Uitspraak
200307623/1 en 200307623/2.
Datum uitspraak: 18 februari 2004
AFDELING
BESTUURSRECHTSPRAAK
Uitspraak van de Voorzitter van de Afdeling bestuursrechtspraak van de Raad van State op het verzoek om het treffen van een voorlopige voorziening (artikel 8:81 van de Algemene wet bestuursrecht) en, met toepassing van artikel 8:86 van die wet, op het hoger beroep van:
[appellant], wonend te [woonplaats],
tegen de uitspraak van de voorzieningenrechter van de rechtbank 's-Gravenhage van 30 september 2003 in het geding tussen:
appellant
en
het college van burgemeester en wethouders van Alphen aan den Rijn.
1. Procesverloop
Bij besluit van 17 april 2003 heeft het college van burgemeester en wethouders van Alphen aan den Rijn (hierna: het college) bepaald dat appellant dwangsommen verbeurt indien hij niet voor 1 september 2003 de hooiberg op het perceel, plaatselijk bekend [locatie] te [plaats] (hierna: de hooiberg), in zijn oorspronkelijke staat heeft teruggebracht door het verwijderen van de houten wanden en kozijnen en de aangebrachte voorzieningen.
Bij besluit van 28 juli 2003 heeft het college het daartegen gemaakte bezwaar ongegrond verklaard.

GEGEVEN MATERIAAL:
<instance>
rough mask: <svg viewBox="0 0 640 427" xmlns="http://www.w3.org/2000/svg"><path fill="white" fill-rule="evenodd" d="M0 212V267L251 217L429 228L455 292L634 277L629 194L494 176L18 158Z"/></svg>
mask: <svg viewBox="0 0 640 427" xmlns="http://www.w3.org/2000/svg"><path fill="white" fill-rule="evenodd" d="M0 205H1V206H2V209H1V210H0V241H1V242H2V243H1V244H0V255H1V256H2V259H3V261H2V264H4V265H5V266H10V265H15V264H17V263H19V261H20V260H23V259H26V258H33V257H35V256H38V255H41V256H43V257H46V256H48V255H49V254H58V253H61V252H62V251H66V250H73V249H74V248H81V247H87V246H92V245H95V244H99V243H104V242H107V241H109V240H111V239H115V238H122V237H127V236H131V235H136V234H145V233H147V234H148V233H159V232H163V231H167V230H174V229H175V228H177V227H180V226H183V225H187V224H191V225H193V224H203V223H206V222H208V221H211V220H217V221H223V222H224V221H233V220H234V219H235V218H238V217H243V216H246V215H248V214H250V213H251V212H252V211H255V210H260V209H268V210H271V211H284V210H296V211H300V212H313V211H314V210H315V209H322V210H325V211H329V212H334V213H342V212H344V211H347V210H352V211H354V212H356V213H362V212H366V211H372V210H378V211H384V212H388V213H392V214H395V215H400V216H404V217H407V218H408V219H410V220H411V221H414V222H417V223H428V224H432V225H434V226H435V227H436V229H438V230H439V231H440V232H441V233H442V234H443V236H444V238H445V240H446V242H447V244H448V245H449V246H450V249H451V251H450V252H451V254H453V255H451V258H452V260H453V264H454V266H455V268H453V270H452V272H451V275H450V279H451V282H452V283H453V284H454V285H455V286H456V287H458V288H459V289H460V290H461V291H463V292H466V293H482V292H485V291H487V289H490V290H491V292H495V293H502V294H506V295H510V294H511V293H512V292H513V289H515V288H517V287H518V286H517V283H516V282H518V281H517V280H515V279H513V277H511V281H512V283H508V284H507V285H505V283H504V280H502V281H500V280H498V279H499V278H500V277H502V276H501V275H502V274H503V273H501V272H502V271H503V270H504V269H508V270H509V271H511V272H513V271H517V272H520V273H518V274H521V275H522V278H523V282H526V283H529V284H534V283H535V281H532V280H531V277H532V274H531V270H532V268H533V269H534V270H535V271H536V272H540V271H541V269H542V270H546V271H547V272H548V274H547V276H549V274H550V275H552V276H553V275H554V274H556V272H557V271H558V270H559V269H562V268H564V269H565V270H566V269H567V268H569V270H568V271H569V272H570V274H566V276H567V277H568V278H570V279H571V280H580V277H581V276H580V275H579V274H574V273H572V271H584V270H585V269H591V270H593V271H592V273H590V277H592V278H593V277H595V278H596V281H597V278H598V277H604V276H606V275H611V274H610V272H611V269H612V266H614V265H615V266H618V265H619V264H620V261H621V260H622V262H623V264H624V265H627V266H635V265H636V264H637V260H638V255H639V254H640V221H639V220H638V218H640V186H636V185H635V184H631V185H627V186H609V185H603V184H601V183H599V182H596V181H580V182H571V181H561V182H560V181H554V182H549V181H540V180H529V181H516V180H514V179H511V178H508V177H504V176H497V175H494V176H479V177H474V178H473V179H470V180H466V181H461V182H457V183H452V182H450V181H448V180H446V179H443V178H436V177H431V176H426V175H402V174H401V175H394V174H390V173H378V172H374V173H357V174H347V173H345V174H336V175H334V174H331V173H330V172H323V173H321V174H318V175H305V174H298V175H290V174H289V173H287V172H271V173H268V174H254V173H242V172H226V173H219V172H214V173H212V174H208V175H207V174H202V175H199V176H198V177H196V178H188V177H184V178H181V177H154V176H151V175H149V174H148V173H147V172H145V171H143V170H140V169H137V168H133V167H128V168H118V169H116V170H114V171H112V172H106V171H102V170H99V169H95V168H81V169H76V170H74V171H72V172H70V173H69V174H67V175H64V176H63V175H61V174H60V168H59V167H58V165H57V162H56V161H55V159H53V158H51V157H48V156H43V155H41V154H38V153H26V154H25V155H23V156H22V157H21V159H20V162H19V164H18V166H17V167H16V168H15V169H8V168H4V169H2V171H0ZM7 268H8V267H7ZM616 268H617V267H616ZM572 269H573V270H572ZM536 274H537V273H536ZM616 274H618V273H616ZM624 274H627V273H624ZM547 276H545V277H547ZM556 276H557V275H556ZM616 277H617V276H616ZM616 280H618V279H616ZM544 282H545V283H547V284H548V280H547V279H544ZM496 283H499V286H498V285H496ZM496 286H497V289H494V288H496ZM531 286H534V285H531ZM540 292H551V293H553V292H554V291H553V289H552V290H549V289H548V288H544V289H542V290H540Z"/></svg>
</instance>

CONTROLEER UW BEGRIP:
• a. Beantwoord de volgende vragen over de uitspraak van de Raad van State:
(i) Op welke datum is de uitspraak gedaan?
(ii) Van welke rechtbank komt de uitspraak van de voorzieningenrechter waartegen het hoger beroep is gericht?
(iii) Vóór welke datum moest appellant de hooiberg volgens het besluit van 17 april 2003 in zijn oorspronkelijke staat hebben teruggebracht?
• b. Herhaal letterlijk het gedeelte van de uitspraak van de Raad van State dat begint met "1. Procesverloop" en doorloopt tot en met "bezwaar ongegrond verklaard.".
• c. Pak de uitspraak van de Raad van State op na de laatste getoonde zin en schrijf de tekst verder.

GENUMMERDE ANTWOORDEN:
• a.
(i) 18 februari 2004
(ii) De rechtbank 's-Gravenhage
(iii) 1 september 2003

• b.
1. Procesverloop
Bij besluit van 17 april 2003 heeft het college van burgemeester en wethouders van Alphen aan den Rijn (hierna: het college) bepaald dat appellant dwangsommen verbeurt indien hij niet voor 1 september 2003 de hooiberg op het perceel, plaatselijk bekend [locatie] te [plaats] (hierna: de hooiberg), in zijn oorspronkelijke staat heeft teruggebracht door het verwijderen van de houten wanden en kozijnen en de aangebrachte voorzieningen.
Bij besluit van 28 juli 2003 heeft het college het daartegen gemaakte bezwaar ongegrond verklaard.

• c.
Bij uitspraak van 30 september 2003, verzonden op 9 oktober 2003, heeft de voorzieningenrechter van de rechtbank 's-Gravenhage (hierna: de voorzieningenrechter) het daartegen ingestelde beroep gegrond verklaard, de bestreden beslissing op bezwaar vernietigd en bepaald dat het college met inachtneming van deze uitspraak een nieuwe beslissing op bezwaar dient te nemen. Deze uitspraak is aangehecht.
Tegen deze uitspraak heeft appellant bij brief van 17 november 2003, bij de Raad van State ingekomen op 18 november 2003, hoger beroep ingesteld. De gronden zijn aangevuld bij brief van 11 december 2003. Deze brieven zijn aangehecht.
Bij brief van 12 januari 2004, bij de Raad van State ingekomen op 13 januari 2004, heeft appellant de Voorzitter verzocht een voorlopige voorziening te treffen.
Bij besluit van 10 december 2003 heeft het college, gevolg gevend aan de uitspraak van de voorzieningenrechter, het door appellant gemaakte bezwaar tegen de hem opgelegde last onder dwangsom inzake de hooiberg, gegrond verklaard wat betreft de beschrijving van hetgeen dat dient te worden verwijderd ter voldoening aan de last, en voor het overige ongegrond verklaard.
Bij brief van 22 januari 2004 heeft het college van antwoord gediend.
De Voorzitter heeft de zaak ter zitting behandeld op 29 januari 2004, waar appellant vertegenwoordigd door mr. J.J. Turenhout, advocaat te Alphen aan den Rijn, en het college, vertegenwoordigd door P.L.B. den Dekker en mr. S.N.E. de Jonge, ambtenaren van de gemeente, zijn verschenen.
2. Overwegingen
2.1. Vast staat dat appellant werkzaamheden heeft verricht waardoor de hooiberg thans geheel is omsloten met wanden, waarin kozijnen, en is uitgerust met centrale verwarming en een toilet.
2.2. Appellant bestrijdt het oordeel van de voorzieningenrechter dat het college bevoegd was handhavend op te treden tegen de verbouwing van de hooiberg.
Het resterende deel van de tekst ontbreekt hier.